## STATED TASK
Copy the rows from the line that contains "Task: indicate every instance of the older" through the line that contains "[(582, 80), (500, 63)]", changing every "keypoint" to "marker" and keeping everything else the same.

———

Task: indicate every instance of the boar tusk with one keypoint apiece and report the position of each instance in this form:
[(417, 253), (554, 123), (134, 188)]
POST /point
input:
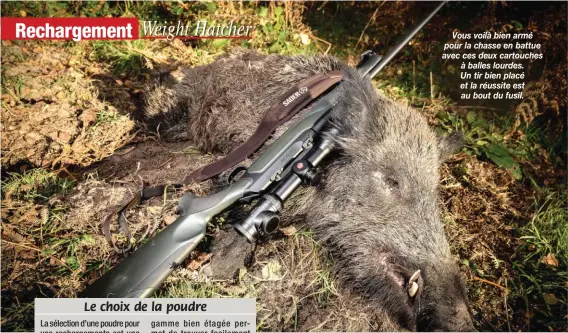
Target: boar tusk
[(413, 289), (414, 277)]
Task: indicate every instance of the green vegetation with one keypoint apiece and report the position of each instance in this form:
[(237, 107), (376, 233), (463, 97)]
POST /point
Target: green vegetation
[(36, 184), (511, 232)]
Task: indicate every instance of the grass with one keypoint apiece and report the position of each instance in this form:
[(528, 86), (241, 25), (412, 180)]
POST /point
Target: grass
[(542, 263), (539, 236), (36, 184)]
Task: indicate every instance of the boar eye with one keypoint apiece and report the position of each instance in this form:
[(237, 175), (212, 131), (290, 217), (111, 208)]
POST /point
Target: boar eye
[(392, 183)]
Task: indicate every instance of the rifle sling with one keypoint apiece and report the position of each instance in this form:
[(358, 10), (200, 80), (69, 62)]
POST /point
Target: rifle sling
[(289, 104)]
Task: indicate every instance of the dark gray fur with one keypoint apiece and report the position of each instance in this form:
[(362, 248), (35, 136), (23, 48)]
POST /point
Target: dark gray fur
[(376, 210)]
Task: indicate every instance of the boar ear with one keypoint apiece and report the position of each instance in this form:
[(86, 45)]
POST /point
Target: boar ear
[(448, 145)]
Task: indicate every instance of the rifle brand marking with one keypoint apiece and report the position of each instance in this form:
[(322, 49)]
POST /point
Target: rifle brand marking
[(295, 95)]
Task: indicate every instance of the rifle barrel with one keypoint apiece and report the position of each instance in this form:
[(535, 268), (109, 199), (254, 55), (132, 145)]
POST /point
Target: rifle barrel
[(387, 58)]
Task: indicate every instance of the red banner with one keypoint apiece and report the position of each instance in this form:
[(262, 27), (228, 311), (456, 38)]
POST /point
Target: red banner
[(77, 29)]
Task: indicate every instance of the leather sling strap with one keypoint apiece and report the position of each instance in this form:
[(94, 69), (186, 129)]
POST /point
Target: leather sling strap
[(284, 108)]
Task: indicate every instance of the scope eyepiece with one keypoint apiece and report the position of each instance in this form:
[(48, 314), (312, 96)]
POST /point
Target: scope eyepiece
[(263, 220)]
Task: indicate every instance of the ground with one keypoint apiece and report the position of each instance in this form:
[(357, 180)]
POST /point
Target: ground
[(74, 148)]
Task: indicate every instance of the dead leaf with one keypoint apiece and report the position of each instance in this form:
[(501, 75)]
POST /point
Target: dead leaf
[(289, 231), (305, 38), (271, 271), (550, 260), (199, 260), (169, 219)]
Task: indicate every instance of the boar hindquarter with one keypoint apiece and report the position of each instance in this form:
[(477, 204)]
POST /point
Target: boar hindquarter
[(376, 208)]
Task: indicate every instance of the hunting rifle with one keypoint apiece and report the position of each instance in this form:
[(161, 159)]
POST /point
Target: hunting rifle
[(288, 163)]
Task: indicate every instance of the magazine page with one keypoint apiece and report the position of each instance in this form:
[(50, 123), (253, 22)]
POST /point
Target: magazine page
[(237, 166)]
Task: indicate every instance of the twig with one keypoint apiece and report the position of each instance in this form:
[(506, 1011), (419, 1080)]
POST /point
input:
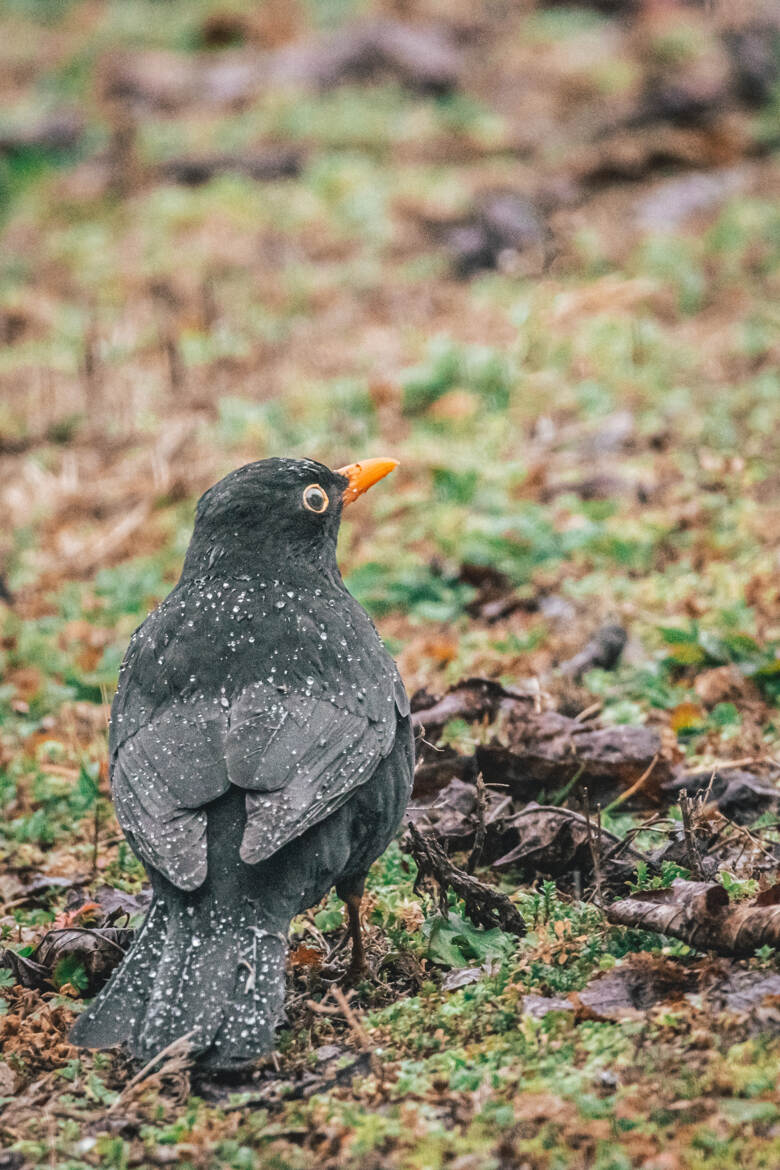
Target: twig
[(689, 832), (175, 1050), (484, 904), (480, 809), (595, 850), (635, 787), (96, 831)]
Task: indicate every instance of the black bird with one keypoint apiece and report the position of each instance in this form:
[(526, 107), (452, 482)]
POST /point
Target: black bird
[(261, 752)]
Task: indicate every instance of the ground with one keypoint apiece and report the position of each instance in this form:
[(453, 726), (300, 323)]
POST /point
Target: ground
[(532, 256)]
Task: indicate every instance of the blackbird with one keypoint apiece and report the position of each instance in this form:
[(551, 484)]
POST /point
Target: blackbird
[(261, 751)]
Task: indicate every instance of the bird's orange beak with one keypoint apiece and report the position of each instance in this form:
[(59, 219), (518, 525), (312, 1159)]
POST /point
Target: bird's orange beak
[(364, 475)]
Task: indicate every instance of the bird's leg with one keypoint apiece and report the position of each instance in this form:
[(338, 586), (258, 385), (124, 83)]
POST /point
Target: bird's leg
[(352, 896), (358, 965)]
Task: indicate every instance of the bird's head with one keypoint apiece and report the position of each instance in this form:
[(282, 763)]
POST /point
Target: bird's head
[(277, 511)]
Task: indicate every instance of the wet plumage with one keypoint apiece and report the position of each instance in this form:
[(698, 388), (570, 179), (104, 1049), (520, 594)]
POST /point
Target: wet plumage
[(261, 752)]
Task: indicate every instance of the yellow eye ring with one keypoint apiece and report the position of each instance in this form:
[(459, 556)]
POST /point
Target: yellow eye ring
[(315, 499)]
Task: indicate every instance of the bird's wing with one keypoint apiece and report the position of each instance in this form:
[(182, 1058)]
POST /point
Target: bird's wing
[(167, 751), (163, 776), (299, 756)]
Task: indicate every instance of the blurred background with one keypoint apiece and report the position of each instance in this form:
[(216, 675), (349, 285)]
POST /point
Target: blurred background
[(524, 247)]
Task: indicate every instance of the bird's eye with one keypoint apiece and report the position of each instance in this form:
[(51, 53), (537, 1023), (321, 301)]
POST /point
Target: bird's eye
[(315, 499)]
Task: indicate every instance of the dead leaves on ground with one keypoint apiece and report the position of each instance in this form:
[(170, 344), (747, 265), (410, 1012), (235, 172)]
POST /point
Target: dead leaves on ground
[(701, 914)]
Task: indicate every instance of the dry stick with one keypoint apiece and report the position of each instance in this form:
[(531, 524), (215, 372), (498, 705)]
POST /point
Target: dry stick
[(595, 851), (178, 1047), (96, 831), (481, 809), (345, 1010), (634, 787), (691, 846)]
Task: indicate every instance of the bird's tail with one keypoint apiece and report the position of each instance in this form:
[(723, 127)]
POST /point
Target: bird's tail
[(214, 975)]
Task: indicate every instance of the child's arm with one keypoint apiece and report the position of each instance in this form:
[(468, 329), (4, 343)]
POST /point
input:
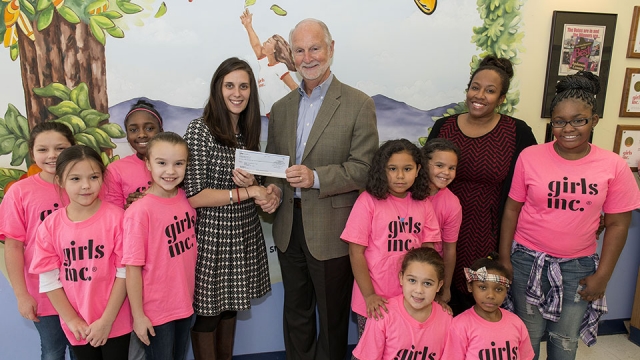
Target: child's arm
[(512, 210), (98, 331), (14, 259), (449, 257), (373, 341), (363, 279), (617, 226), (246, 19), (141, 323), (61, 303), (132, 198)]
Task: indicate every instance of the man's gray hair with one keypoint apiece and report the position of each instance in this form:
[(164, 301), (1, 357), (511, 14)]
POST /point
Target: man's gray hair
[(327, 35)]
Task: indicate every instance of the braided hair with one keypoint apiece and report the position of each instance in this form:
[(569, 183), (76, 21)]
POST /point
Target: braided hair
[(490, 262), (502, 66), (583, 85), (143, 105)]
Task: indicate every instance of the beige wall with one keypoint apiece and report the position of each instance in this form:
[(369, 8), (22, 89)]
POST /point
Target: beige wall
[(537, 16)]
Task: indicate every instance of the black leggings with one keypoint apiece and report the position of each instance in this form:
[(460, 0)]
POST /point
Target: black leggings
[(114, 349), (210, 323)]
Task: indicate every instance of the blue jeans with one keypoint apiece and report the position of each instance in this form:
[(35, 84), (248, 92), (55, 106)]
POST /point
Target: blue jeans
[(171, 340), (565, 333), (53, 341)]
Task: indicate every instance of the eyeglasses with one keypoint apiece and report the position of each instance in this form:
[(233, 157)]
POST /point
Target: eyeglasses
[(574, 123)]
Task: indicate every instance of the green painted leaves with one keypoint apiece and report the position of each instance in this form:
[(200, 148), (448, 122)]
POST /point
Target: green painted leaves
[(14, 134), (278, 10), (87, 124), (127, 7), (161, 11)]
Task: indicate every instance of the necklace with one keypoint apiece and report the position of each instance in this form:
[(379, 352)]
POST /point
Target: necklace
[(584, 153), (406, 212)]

———

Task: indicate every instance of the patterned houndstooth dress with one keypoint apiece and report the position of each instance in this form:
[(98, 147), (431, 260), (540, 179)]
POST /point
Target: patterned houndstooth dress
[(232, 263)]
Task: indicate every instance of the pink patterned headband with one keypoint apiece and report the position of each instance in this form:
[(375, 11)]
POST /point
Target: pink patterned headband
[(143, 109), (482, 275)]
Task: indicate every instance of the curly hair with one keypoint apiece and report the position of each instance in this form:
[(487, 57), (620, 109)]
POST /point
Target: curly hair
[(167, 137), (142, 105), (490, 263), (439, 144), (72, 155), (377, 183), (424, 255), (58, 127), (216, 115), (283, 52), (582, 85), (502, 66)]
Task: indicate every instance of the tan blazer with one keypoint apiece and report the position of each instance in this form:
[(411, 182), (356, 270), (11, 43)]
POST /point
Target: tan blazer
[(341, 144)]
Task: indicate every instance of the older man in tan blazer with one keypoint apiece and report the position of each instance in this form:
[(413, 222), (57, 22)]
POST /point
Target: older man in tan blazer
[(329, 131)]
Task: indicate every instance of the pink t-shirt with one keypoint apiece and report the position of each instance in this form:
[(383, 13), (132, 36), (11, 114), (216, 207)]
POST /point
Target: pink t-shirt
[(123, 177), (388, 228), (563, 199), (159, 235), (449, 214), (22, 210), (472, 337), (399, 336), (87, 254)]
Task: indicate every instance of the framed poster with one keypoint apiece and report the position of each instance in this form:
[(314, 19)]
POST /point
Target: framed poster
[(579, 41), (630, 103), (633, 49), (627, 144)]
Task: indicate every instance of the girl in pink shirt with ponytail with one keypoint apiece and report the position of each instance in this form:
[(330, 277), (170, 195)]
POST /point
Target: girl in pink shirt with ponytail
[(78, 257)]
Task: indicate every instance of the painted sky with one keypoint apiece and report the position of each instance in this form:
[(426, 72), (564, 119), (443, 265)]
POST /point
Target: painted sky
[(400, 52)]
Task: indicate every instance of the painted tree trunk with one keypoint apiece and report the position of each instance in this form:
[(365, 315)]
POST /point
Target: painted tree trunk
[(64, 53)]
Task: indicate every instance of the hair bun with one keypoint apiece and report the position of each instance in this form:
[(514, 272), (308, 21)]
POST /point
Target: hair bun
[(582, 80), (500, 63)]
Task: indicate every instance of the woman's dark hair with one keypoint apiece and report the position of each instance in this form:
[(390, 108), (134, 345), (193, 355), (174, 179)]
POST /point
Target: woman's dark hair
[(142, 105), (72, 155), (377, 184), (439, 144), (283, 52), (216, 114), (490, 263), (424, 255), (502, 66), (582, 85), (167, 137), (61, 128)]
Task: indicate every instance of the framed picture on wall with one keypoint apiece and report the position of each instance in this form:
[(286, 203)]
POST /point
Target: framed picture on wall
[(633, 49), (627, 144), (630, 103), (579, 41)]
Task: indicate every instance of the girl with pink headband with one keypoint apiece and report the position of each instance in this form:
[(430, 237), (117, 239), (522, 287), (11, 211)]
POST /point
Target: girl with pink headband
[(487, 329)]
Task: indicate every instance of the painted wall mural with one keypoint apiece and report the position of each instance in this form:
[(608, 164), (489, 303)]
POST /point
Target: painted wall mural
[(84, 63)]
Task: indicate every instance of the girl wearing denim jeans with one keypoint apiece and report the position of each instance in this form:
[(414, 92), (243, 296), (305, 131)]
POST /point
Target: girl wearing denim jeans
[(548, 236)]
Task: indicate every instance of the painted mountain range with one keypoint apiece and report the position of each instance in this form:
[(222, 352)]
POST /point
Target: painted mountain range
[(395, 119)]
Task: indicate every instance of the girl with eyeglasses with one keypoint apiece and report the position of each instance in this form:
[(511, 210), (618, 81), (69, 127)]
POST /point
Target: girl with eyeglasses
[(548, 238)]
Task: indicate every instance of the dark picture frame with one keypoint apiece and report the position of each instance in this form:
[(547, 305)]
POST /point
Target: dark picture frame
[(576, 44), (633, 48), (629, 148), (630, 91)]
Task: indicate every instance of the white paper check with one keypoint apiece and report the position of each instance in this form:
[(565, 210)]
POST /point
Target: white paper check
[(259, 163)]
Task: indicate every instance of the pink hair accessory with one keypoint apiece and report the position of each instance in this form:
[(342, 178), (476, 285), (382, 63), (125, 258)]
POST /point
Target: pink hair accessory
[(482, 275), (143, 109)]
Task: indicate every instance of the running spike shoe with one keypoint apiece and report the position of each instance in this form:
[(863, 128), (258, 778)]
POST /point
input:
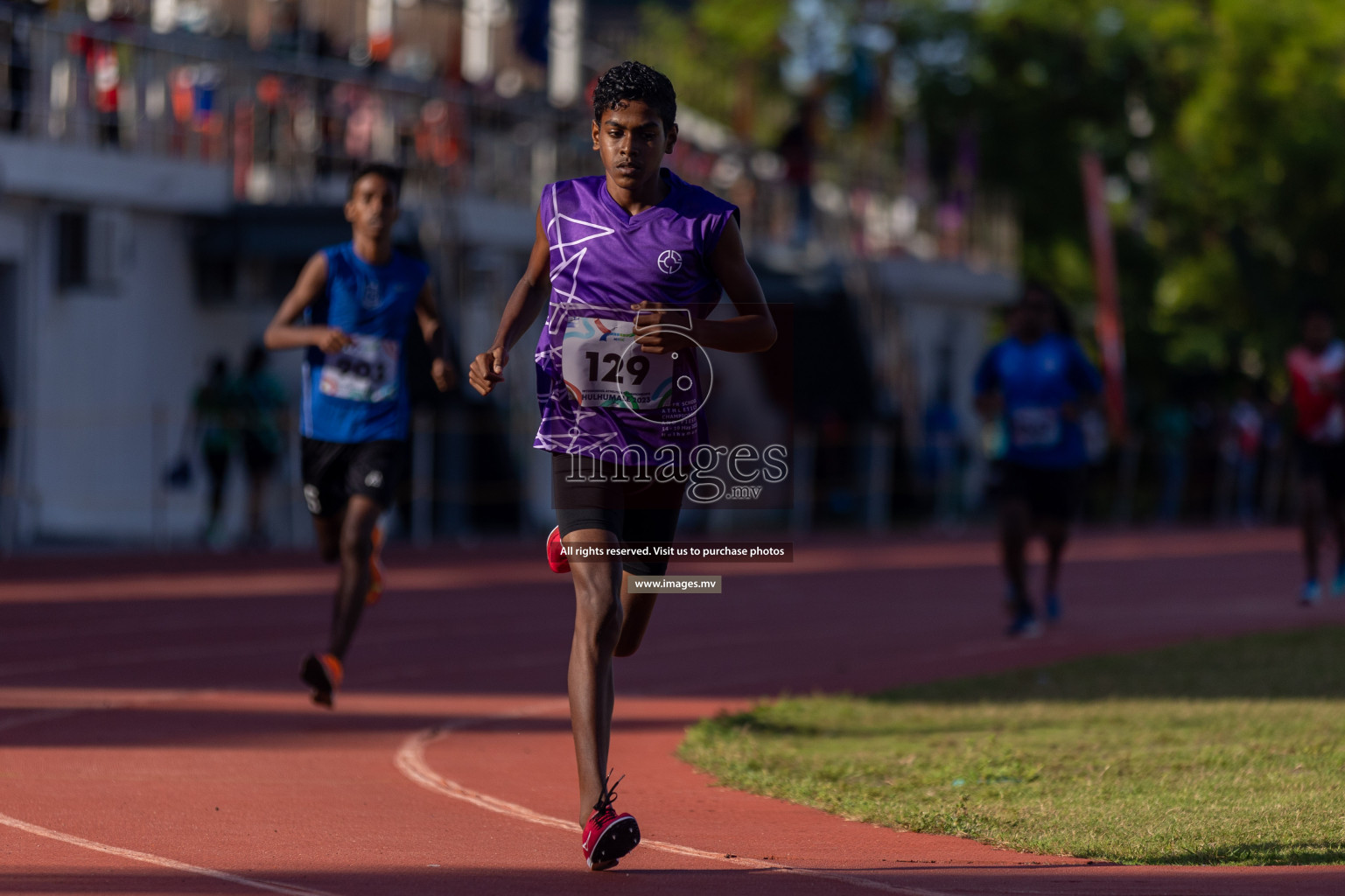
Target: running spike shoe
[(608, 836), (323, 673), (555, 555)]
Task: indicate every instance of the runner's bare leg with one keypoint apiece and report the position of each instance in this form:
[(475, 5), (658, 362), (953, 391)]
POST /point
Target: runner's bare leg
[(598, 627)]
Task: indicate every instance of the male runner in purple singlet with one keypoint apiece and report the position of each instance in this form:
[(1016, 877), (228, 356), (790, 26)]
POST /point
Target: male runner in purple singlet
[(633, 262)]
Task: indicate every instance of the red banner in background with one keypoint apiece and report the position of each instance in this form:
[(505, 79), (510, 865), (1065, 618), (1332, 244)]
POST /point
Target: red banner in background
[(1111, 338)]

———

## WORKED ANSWER
Task: indicate every instance of the older man in tan blazer with one marker apiece and report the position of each instance in this form:
[(413, 222), (57, 22)]
POST /point
Target: older man in tan blazer
[(329, 131)]
Task: indicate every instance of the pink t-shirt with one marker apiece and report the position of each instance in this form:
[(383, 13), (132, 36), (11, 114), (216, 207)]
POST /point
Target: pink t-shirt
[(123, 177), (388, 228), (563, 199), (159, 235), (449, 214), (22, 210), (472, 337), (399, 336), (87, 254)]
Task: indicate every instance of the framed poster with one marker apiece and report the position of each instance in this form:
[(314, 19)]
POST /point
Target: framed poster
[(579, 41), (630, 103), (633, 49), (627, 144)]
Task: indicate every instance of the girl in pink shirt with ponytail with one marker apiece and report the position of each instance in this form:
[(330, 277), (170, 195)]
POST /point
Target: girl in pink shirt with ponytail
[(78, 257)]
Task: indicate every instance of the painted sky with one marker apiece and report the position of each instance in this form:
[(426, 72), (564, 119), (443, 265)]
POST /point
Target: painted sky
[(400, 52)]
Task: indicate every instance of the painted tree trunk with one marker apiece and report the position of each instance in this form:
[(365, 315)]
POST /point
Target: painted tree trunk
[(64, 53)]
Task: indicate every instance of the hair bun with one marker apiece and report the position of each instance in this form:
[(514, 272), (308, 21)]
POST /point
Target: hair bun
[(582, 80), (500, 63)]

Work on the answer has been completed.